Detection annotation records
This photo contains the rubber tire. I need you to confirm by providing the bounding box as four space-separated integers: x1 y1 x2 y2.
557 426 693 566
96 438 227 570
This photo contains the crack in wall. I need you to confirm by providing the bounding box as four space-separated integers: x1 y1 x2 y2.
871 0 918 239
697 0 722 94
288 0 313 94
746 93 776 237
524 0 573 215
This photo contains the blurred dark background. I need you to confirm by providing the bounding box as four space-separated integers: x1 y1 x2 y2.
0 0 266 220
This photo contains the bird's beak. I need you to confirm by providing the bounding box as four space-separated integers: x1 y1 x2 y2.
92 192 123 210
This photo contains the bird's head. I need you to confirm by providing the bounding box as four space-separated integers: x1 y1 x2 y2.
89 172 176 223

DIRECTIVE | Can you write these rows out again, changing every "bounding box" to "enclosing rectangle" and leaving everything else the same?

SOLUTION |
This photo contains the rubber tire. I need you to confirm by providing the enclosing rectangle as four space-separated integers: x1 y1 x2 y2.
557 426 693 566
96 438 227 570
This photo contains the crack in wall. I need you to confirm by providing the enclosing rectangle as four space-separated integers: x1 y1 x2 y2.
871 0 918 239
697 0 722 94
288 0 313 94
746 93 776 237
524 0 573 215
This photo contains the blurred dark background. I need you to confirm by providing the enclosing rectangle as four space-separated integers: x1 y1 x2 y2.
0 0 266 220
This photo contains the bird's beak. I need you to confirm by providing the enclosing rectangle as four space-separated integers: x1 y1 x2 y2.
92 192 123 210
This photo contains the bird's head. I need you to confirm by providing the enclosing rectangle as four space-separated integers: x1 y1 x2 y2.
89 172 176 223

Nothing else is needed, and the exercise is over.